§ Excerpt

Germ Cell Tumors

What are germ cell tumors?

Germ cell tumors are masses of tissue formed by immature cells that normally would have developed into mature eggs (in a female) or sperm (in a male). Ninety percent of germ cell tumors are gonadal, which means they begin in the reproductive cells of the testes (testicular tumors) or ovaries (ovarian tumors). Germ cell tumors that appear in other parts of the body — including the abdomen, chest, neck, head and brain (the areas where the cells migrate within a developing embryo) — are called extragonadal germ cell tumors.

Although these tumors are rare in children under age 15, they are the most common solid tumors in adolescents, accounting for 14 percent of all cancers among those 15-19 years old. Germ cell tumors of the brain are a type of extragonadal germ cell tumor but are treated differently than germ cell tumors in other parts of the body. This page is focused on extracranial (outside of the brain) germ cell tumors.

How we care for germ cell tumors 

Children with germ cell tumors are treated at Dana-Farber/Boston Children's Cancer and Blood Disorders Center through our Solid Tumor Center. Our specialists have extensive expertise in treating even the rarest of pediatric tumors, including germ cell tumors. Our solid tumor treatment team includes medical oncologists, surgical oncologists, radiation oncologists, and pediatric subspecialists who have unique expertise in treating germ cell tumors.

Our areas of research for germ cell tumors

Various research studies are underway to help build our understanding of how treatment types and dosages can be modified according to the tumor sub-type, stage, location on the body and the age and gender of the child to provide the best possible outcome. Due to the rarity of germ cell tumors in children, however, statistically meaningful data with multivariate analysis is difficult to achieve. To address that, the Malignant Germ Cell International Collaborative (MaGIC) was formed. This consortium, led by A. Lindsay Frazier, MD, a pediatric oncologist at Dana-Farber/Boston Children’s, is a collaboration of the world’s experts in germ cell tumors, including pediatric, gynecologic and genito-urinary oncologists.

For many children with rare or hard-to-treat conditions, such as germ cell tumors, clinical trials — research studies evaluating new treatment approaches — provide new options. Participation in any clinical trial is completely voluntary. We will take care to fully explain all elements of the treatment plan prior to the start of the trial, and you may remove your child from the medical study at any time.

[Items stored from a collection]
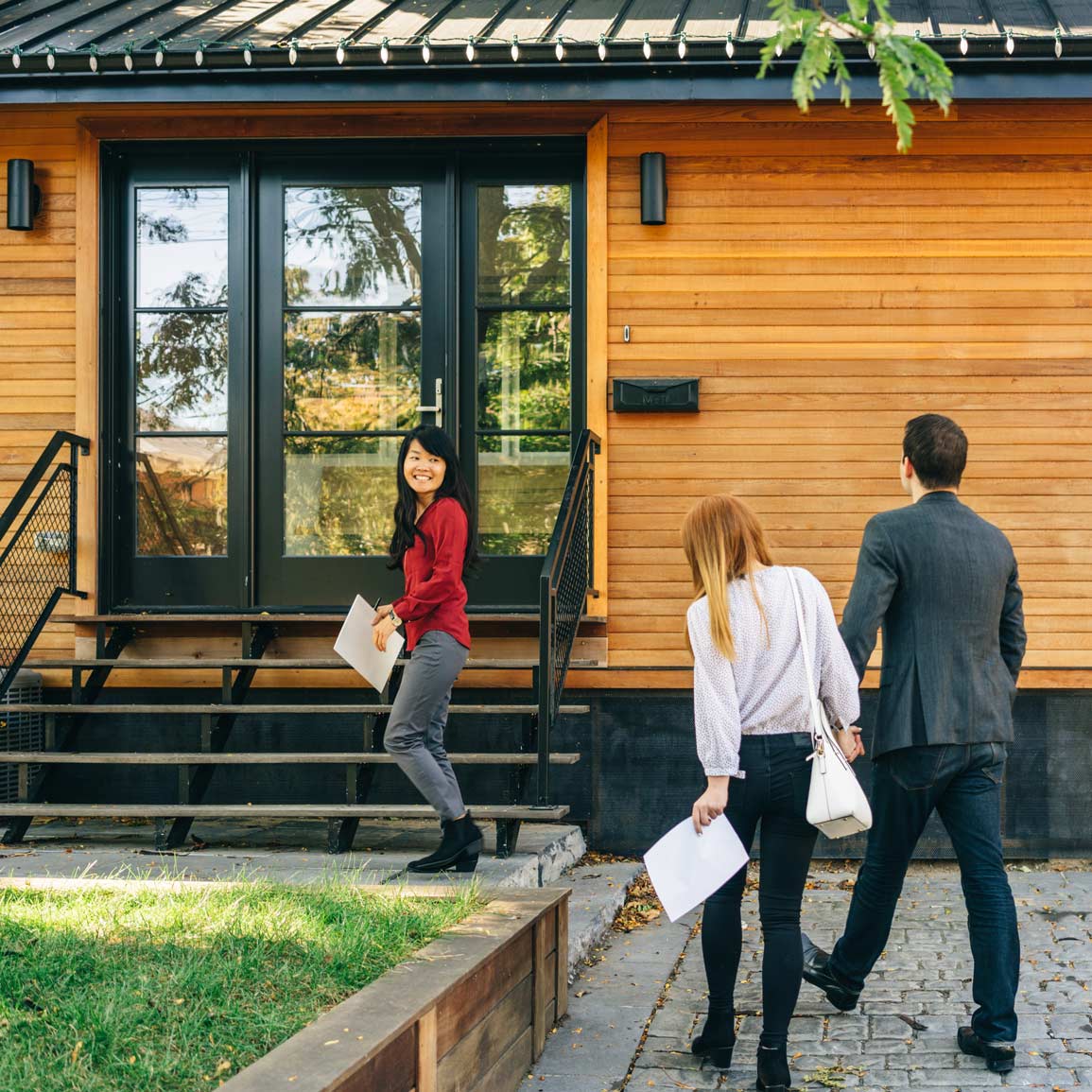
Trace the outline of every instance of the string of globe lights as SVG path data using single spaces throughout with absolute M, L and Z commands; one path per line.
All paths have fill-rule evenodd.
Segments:
M 921 38 L 921 32 L 915 32 L 914 37 Z M 1060 58 L 1064 52 L 1063 41 L 1066 35 L 1061 27 L 1054 31 L 1054 56 Z M 969 36 L 963 31 L 958 39 L 934 38 L 933 45 L 957 44 L 961 57 L 966 57 L 972 51 L 972 43 L 1002 43 L 1004 51 L 1013 56 L 1017 50 L 1017 37 L 1011 29 L 1005 32 L 1002 36 L 974 35 Z M 1026 36 L 1023 40 L 1045 44 L 1049 40 L 1048 35 Z M 622 49 L 631 52 L 640 49 L 641 56 L 646 61 L 667 60 L 670 54 L 678 60 L 686 60 L 691 47 L 720 46 L 723 48 L 727 60 L 733 60 L 738 47 L 744 45 L 749 47 L 761 47 L 760 39 L 747 39 L 746 43 L 734 37 L 731 33 L 725 36 L 712 37 L 708 35 L 692 35 L 682 31 L 677 34 L 667 34 L 653 37 L 644 34 L 640 38 L 608 37 L 601 34 L 594 40 L 569 38 L 562 34 L 556 35 L 553 39 L 543 40 L 535 38 L 521 41 L 518 35 L 510 38 L 475 37 L 468 36 L 465 40 L 453 40 L 451 38 L 432 40 L 428 34 L 413 35 L 404 38 L 383 37 L 369 39 L 367 41 L 356 41 L 351 38 L 327 39 L 322 41 L 311 39 L 290 38 L 286 41 L 278 41 L 270 46 L 259 47 L 253 41 L 209 41 L 203 38 L 180 38 L 156 41 L 154 51 L 151 47 L 140 49 L 135 41 L 127 43 L 119 49 L 104 51 L 98 46 L 78 46 L 72 49 L 59 49 L 52 45 L 45 45 L 32 51 L 24 51 L 19 46 L 7 49 L 3 52 L 10 57 L 13 69 L 21 70 L 27 61 L 45 58 L 46 69 L 50 72 L 57 70 L 58 61 L 61 58 L 86 58 L 87 69 L 91 72 L 99 72 L 104 63 L 109 62 L 114 67 L 120 61 L 121 67 L 128 72 L 135 72 L 138 68 L 178 68 L 180 66 L 193 67 L 197 69 L 209 68 L 213 61 L 225 59 L 241 59 L 246 68 L 261 67 L 270 59 L 275 59 L 278 68 L 283 67 L 286 58 L 289 67 L 299 63 L 301 55 L 310 52 L 312 55 L 321 52 L 332 52 L 339 67 L 349 63 L 364 63 L 369 60 L 379 64 L 388 66 L 397 62 L 419 60 L 424 64 L 429 64 L 437 57 L 439 50 L 444 54 L 461 51 L 468 63 L 483 62 L 491 55 L 503 56 L 503 47 L 508 47 L 508 55 L 512 63 L 519 63 L 521 58 L 525 58 L 529 50 L 536 52 L 553 45 L 554 58 L 558 62 L 573 59 L 575 56 L 597 56 L 601 61 L 607 61 L 613 49 Z M 674 47 L 674 48 L 673 48 Z M 665 52 L 667 50 L 667 52 Z M 867 47 L 868 56 L 875 56 L 875 47 L 871 43 Z M 708 48 L 702 49 L 703 55 L 708 54 Z M 782 56 L 779 45 L 775 49 L 776 57 Z M 138 63 L 140 61 L 140 63 Z

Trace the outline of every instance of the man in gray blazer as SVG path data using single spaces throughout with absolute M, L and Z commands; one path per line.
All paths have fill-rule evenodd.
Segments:
M 841 630 L 862 678 L 883 630 L 874 823 L 845 933 L 829 956 L 804 938 L 804 977 L 836 1008 L 856 1006 L 936 809 L 959 860 L 974 958 L 977 1009 L 959 1048 L 1008 1072 L 1020 941 L 1001 857 L 1001 780 L 1026 639 L 1012 547 L 959 499 L 965 465 L 953 420 L 915 417 L 900 468 L 914 502 L 865 527 Z

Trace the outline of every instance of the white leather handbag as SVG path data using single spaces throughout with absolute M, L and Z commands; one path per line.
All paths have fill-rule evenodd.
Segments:
M 815 674 L 811 670 L 811 652 L 804 627 L 804 607 L 796 573 L 788 570 L 788 582 L 796 604 L 796 621 L 800 628 L 800 651 L 804 654 L 804 674 L 807 677 L 808 703 L 811 708 L 811 740 L 814 749 L 808 756 L 811 763 L 811 787 L 808 792 L 807 819 L 828 838 L 845 838 L 868 830 L 873 824 L 873 809 L 868 797 L 853 772 L 850 760 L 842 753 L 827 710 L 819 700 Z

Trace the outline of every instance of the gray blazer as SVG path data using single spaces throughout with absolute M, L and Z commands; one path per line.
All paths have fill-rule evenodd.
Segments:
M 868 521 L 842 638 L 857 675 L 883 629 L 873 757 L 1009 743 L 1026 634 L 1008 538 L 951 492 Z

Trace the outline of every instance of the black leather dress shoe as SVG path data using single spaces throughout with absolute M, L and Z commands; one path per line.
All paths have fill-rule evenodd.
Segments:
M 964 1054 L 985 1058 L 986 1068 L 995 1073 L 1010 1073 L 1016 1068 L 1017 1048 L 1011 1043 L 987 1043 L 971 1028 L 960 1028 L 956 1042 Z
M 860 994 L 846 989 L 831 974 L 830 968 L 827 965 L 830 962 L 830 954 L 814 943 L 806 933 L 800 934 L 800 939 L 804 945 L 804 981 L 810 982 L 812 986 L 818 986 L 835 1009 L 840 1009 L 842 1012 L 855 1009 Z

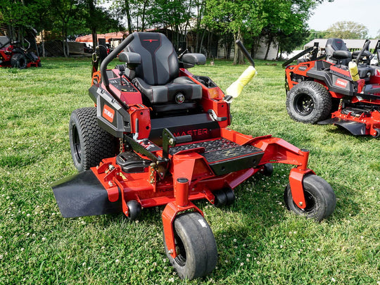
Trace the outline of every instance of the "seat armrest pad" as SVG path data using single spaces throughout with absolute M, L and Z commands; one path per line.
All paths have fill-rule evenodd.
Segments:
M 119 61 L 127 64 L 137 65 L 141 63 L 141 56 L 139 53 L 122 51 L 119 54 Z

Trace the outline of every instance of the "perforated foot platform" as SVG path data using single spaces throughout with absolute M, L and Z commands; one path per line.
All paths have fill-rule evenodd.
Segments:
M 262 150 L 255 146 L 241 146 L 224 138 L 175 146 L 169 153 L 173 155 L 198 148 L 204 148 L 204 152 L 200 154 L 217 175 L 256 167 L 264 155 Z

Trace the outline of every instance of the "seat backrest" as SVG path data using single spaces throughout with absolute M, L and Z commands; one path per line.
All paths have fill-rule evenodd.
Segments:
M 173 45 L 158 32 L 133 33 L 134 39 L 125 50 L 139 53 L 141 63 L 136 68 L 136 77 L 149 85 L 165 85 L 177 77 L 179 64 Z
M 332 56 L 335 51 L 348 51 L 346 44 L 341 39 L 331 38 L 326 42 L 326 55 Z

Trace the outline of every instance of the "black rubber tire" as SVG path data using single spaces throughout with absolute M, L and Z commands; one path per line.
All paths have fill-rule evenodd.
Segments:
M 327 89 L 314 81 L 294 86 L 286 96 L 286 110 L 294 120 L 315 124 L 327 118 L 331 111 L 331 97 Z
M 380 137 L 380 129 L 374 129 L 376 130 L 376 134 L 372 136 L 372 137 L 377 138 Z
M 306 208 L 301 209 L 293 201 L 290 185 L 285 188 L 284 200 L 288 210 L 296 215 L 320 222 L 329 217 L 336 205 L 334 190 L 323 178 L 315 175 L 306 175 L 303 180 Z
M 15 53 L 11 58 L 11 67 L 24 69 L 27 66 L 26 57 L 23 53 Z
M 214 205 L 216 208 L 222 208 L 226 205 L 227 196 L 223 190 L 217 190 L 213 193 L 214 194 Z
M 128 207 L 128 220 L 134 221 L 137 220 L 141 213 L 141 205 L 136 200 L 131 200 L 127 203 Z
M 265 176 L 270 177 L 273 174 L 273 164 L 272 163 L 265 163 L 262 165 L 262 168 L 260 172 Z
M 210 273 L 217 261 L 215 239 L 210 226 L 198 213 L 186 213 L 176 217 L 173 223 L 177 256 L 167 253 L 169 261 L 182 279 L 192 280 Z
M 117 139 L 98 125 L 96 108 L 82 108 L 72 112 L 69 122 L 71 157 L 78 171 L 99 164 L 116 154 Z
M 234 190 L 232 190 L 231 188 L 224 188 L 223 190 L 224 191 L 224 193 L 226 194 L 226 197 L 227 198 L 226 205 L 232 205 L 236 200 L 235 193 L 234 192 Z

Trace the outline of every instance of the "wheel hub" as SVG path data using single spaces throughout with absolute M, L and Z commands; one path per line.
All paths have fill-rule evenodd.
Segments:
M 294 108 L 301 115 L 310 115 L 314 110 L 314 100 L 308 94 L 300 94 L 294 100 Z

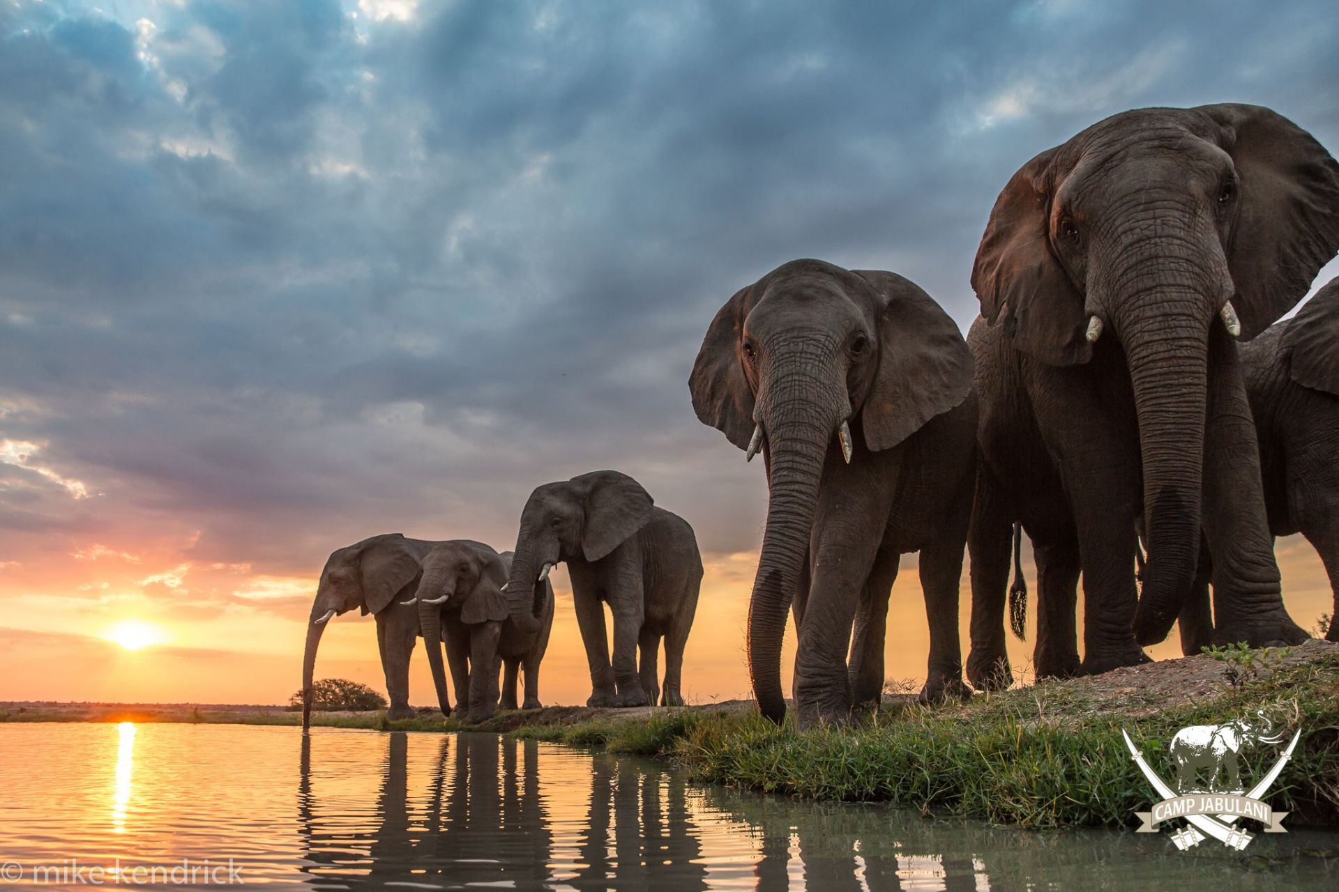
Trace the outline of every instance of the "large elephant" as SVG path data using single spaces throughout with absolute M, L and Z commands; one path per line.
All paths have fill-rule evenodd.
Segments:
M 325 560 L 316 599 L 307 623 L 307 647 L 303 651 L 303 728 L 311 723 L 312 671 L 316 649 L 331 617 L 358 607 L 376 621 L 376 647 L 386 673 L 386 691 L 391 697 L 391 718 L 410 718 L 410 655 L 419 634 L 418 608 L 400 603 L 418 586 L 423 558 L 438 542 L 406 539 L 387 532 L 339 548 Z
M 498 667 L 503 666 L 502 709 L 516 709 L 517 674 L 525 669 L 525 709 L 540 707 L 540 661 L 553 627 L 553 587 L 534 587 L 536 633 L 511 622 L 502 587 L 511 571 L 511 552 L 501 555 L 469 539 L 443 542 L 423 558 L 423 576 L 414 599 L 432 683 L 443 715 L 451 714 L 442 665 L 443 626 L 455 699 L 469 721 L 481 722 L 498 706 Z
M 878 703 L 888 599 L 909 551 L 920 551 L 931 630 L 921 695 L 964 694 L 957 586 L 976 400 L 953 320 L 894 273 L 791 261 L 726 301 L 688 384 L 698 417 L 747 459 L 761 448 L 766 463 L 767 526 L 749 602 L 762 713 L 775 722 L 786 713 L 791 603 L 799 721 L 844 722 L 853 705 Z
M 972 269 L 984 317 L 968 338 L 983 456 L 973 685 L 1011 678 L 1014 520 L 1034 540 L 1039 603 L 1056 625 L 1039 673 L 1079 667 L 1065 595 L 1079 572 L 1082 670 L 1146 661 L 1139 645 L 1166 637 L 1190 591 L 1201 527 L 1220 637 L 1306 638 L 1280 596 L 1233 338 L 1296 304 L 1336 247 L 1339 164 L 1268 108 L 1123 112 L 1014 175 Z M 1137 518 L 1149 542 L 1138 598 Z
M 1241 346 L 1247 397 L 1260 443 L 1269 532 L 1300 532 L 1315 546 L 1334 591 L 1330 631 L 1339 641 L 1339 278 L 1291 320 Z M 1201 555 L 1194 598 L 1181 611 L 1186 654 L 1213 639 L 1212 559 Z
M 586 705 L 655 703 L 660 693 L 656 657 L 664 638 L 660 702 L 682 706 L 683 649 L 702 584 L 692 527 L 652 504 L 641 484 L 617 471 L 546 483 L 530 493 L 521 512 L 507 582 L 511 619 L 522 631 L 538 627 L 534 588 L 562 562 L 590 665 Z M 612 665 L 601 602 L 613 614 Z
M 1241 750 L 1252 744 L 1277 744 L 1285 737 L 1273 734 L 1273 725 L 1263 711 L 1256 717 L 1260 721 L 1237 718 L 1223 725 L 1190 725 L 1178 730 L 1168 744 L 1176 761 L 1176 792 L 1240 792 L 1237 756 Z M 1197 786 L 1201 768 L 1209 769 L 1206 788 Z

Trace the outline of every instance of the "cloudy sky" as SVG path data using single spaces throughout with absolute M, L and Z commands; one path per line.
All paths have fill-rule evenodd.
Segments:
M 965 330 L 1000 186 L 1125 108 L 1339 148 L 1330 1 L 1249 5 L 0 0 L 0 698 L 281 701 L 331 550 L 501 550 L 605 467 L 698 531 L 687 693 L 744 691 L 766 492 L 688 403 L 712 313 L 821 257 Z M 582 699 L 569 606 L 550 654 Z M 372 623 L 319 674 L 382 687 Z

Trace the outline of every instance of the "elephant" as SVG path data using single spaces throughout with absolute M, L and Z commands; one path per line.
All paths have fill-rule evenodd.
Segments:
M 786 714 L 791 606 L 801 725 L 878 705 L 888 600 L 911 551 L 931 633 L 921 698 L 965 695 L 957 588 L 976 397 L 953 320 L 896 273 L 790 261 L 726 301 L 688 386 L 698 419 L 746 460 L 761 449 L 767 472 L 747 645 L 762 714 L 778 723 Z
M 565 562 L 590 665 L 588 706 L 683 706 L 683 650 L 698 608 L 702 555 L 692 527 L 619 471 L 537 487 L 521 512 L 507 582 L 517 629 L 538 627 L 534 587 Z M 604 608 L 613 614 L 609 661 Z M 656 658 L 664 638 L 664 693 Z M 639 669 L 637 650 L 641 651 Z
M 481 722 L 498 705 L 498 666 L 505 663 L 502 709 L 516 709 L 517 673 L 525 667 L 525 709 L 540 707 L 540 661 L 553 627 L 553 586 L 534 587 L 537 633 L 522 633 L 511 622 L 502 586 L 511 571 L 511 552 L 498 554 L 481 542 L 443 542 L 423 558 L 423 575 L 414 600 L 432 683 L 443 715 L 451 714 L 442 665 L 442 629 L 455 681 L 455 699 L 467 719 Z
M 399 532 L 363 539 L 331 552 L 321 570 L 303 651 L 303 728 L 311 725 L 316 649 L 331 617 L 358 607 L 376 619 L 376 647 L 386 673 L 390 718 L 411 718 L 410 655 L 419 635 L 418 608 L 402 603 L 418 586 L 423 558 L 439 542 L 407 539 Z
M 1237 718 L 1223 725 L 1190 725 L 1182 728 L 1168 744 L 1168 750 L 1176 761 L 1176 792 L 1185 793 L 1232 793 L 1241 792 L 1237 756 L 1251 744 L 1277 744 L 1284 734 L 1273 734 L 1273 725 L 1264 711 L 1257 711 L 1259 722 Z M 1208 789 L 1197 789 L 1197 776 L 1201 768 L 1209 772 Z M 1220 786 L 1218 774 L 1224 774 Z
M 973 686 L 1012 678 L 1014 522 L 1035 546 L 1051 642 L 1038 674 L 1148 661 L 1141 645 L 1166 638 L 1190 592 L 1201 528 L 1218 637 L 1307 637 L 1283 606 L 1236 338 L 1296 304 L 1336 249 L 1339 163 L 1259 106 L 1122 112 L 1014 174 L 972 269 Z M 1149 543 L 1139 595 L 1137 518 Z

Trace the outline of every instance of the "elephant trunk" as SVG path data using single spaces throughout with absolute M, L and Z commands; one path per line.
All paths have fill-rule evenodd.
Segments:
M 307 646 L 303 649 L 303 728 L 312 723 L 312 673 L 316 670 L 316 649 L 321 643 L 321 634 L 325 631 L 324 622 L 316 622 L 313 617 L 307 623 Z
M 1208 320 L 1189 306 L 1166 309 L 1194 305 L 1194 297 L 1160 292 L 1157 312 L 1131 314 L 1122 325 L 1144 465 L 1148 564 L 1134 621 L 1141 645 L 1157 643 L 1172 630 L 1200 555 Z
M 431 604 L 428 600 L 439 599 L 442 595 L 450 596 L 455 592 L 446 590 L 447 570 L 432 567 L 423 571 L 423 579 L 418 587 L 419 629 L 423 631 L 423 647 L 427 650 L 427 662 L 432 667 L 432 686 L 437 687 L 437 702 L 443 715 L 451 714 L 451 697 L 447 694 L 446 666 L 442 662 L 442 604 Z M 443 602 L 445 603 L 445 602 Z
M 536 586 L 540 567 L 536 566 L 534 544 L 530 534 L 524 527 L 516 542 L 516 556 L 511 558 L 511 574 L 506 584 L 507 612 L 511 622 L 522 635 L 533 635 L 540 631 L 541 619 L 536 612 L 536 606 L 541 602 L 536 596 Z
M 809 555 L 828 447 L 845 420 L 840 411 L 825 408 L 846 405 L 845 392 L 840 401 L 819 400 L 814 389 L 809 369 L 775 376 L 762 388 L 758 403 L 767 443 L 769 499 L 758 575 L 749 599 L 749 677 L 758 709 L 778 725 L 786 715 L 781 687 L 786 614 Z

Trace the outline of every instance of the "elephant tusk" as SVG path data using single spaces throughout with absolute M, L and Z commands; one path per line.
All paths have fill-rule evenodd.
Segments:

§ Task goal
Please copy the germ cell tumors text word for word, starting at "For many children" and ending at "at any time.". This data was drawn from a separate source.

§ Output of the exercise
For many children with rare or hard-to-treat conditions, such as germ cell tumors, clinical trials — research studies evaluating new treatment approaches — provide new options. Participation in any clinical trial is completely voluntary. We will take care to fully explain all elements of the treatment plan prior to the start of the trial, and you may remove your child from the medical study at any time.